⟨

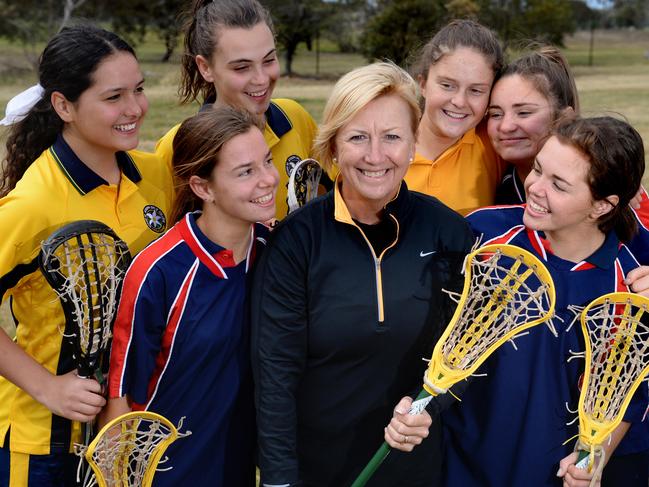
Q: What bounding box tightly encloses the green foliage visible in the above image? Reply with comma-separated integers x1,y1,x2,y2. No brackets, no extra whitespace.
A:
476,0,576,47
571,1,601,29
109,0,184,62
321,0,368,53
445,0,480,18
611,0,648,27
360,0,447,65
262,0,334,75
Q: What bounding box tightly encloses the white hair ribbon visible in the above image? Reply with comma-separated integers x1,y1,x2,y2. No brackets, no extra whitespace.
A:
0,84,46,126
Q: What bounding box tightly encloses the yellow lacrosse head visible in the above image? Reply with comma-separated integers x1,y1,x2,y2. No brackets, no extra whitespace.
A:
83,411,181,487
423,243,556,396
578,292,649,451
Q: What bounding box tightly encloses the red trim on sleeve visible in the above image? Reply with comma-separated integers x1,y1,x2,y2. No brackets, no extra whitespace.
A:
108,226,183,398
144,260,199,409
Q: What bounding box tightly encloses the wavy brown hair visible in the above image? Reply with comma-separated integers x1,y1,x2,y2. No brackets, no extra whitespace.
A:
553,116,644,242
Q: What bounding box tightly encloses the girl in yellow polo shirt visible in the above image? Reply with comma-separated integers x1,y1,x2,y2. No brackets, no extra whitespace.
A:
156,0,322,220
404,19,506,215
0,25,172,486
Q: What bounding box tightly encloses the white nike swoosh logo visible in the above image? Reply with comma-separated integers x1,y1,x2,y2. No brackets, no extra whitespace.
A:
420,251,436,257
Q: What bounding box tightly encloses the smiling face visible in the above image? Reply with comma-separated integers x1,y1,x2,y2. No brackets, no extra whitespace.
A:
488,74,554,171
523,135,604,240
419,47,494,145
204,127,279,228
334,93,415,222
60,51,147,162
196,22,280,117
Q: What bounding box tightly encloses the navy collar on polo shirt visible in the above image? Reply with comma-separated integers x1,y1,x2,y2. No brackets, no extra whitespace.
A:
534,229,620,270
585,230,620,269
265,101,292,137
200,100,292,138
49,134,142,195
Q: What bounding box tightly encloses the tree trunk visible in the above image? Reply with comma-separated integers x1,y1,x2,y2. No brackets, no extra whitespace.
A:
161,34,176,63
59,0,87,33
284,46,296,76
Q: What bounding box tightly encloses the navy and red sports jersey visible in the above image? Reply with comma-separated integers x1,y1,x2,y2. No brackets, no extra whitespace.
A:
443,205,649,487
108,212,267,487
497,170,649,270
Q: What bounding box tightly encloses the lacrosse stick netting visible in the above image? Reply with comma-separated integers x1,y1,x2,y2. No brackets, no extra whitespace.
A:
75,411,190,487
39,220,132,380
573,292,649,482
287,158,323,213
351,243,556,487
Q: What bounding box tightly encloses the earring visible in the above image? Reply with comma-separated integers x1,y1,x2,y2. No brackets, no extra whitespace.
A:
332,157,338,164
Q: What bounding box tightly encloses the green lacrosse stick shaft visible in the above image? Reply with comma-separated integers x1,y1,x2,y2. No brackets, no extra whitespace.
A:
350,388,432,487
575,449,591,470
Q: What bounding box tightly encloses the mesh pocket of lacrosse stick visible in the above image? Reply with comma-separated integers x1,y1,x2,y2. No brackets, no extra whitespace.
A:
39,220,132,380
287,158,323,214
75,411,190,487
422,243,556,396
574,292,649,475
351,243,556,487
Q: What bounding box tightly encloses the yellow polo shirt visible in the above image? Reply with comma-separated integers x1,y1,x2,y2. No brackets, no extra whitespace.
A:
0,135,172,454
404,124,505,215
155,98,317,219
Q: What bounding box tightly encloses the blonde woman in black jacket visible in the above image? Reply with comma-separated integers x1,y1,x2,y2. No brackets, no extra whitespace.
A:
251,62,473,487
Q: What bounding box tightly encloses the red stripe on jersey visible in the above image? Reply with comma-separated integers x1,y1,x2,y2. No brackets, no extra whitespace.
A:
465,204,525,219
109,226,184,398
178,214,227,279
482,225,526,246
142,259,199,410
526,229,548,261
632,186,649,231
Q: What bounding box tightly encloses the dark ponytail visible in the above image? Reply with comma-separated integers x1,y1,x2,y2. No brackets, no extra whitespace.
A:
179,0,274,105
1,25,135,197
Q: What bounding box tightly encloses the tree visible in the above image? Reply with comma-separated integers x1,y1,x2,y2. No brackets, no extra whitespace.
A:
476,0,576,48
322,0,369,53
262,0,332,76
0,0,90,68
360,0,447,65
109,0,184,62
611,0,648,27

⟩

What is being asked:
Those lines of the records that contain the string "tree" should be identified and copied.

Solution for this problem:
Q: What bounding box tightly encloses the tree trunk visible in the above image? Reply with comma-separated integers x1,y1,x2,y2. No brackets, no extra whitespace.
Q: What bounding box tightly encloses the tree visible in the above image? Reply with comma-separated integers x1,y1,x2,y2. No brackets, no extra whitespace.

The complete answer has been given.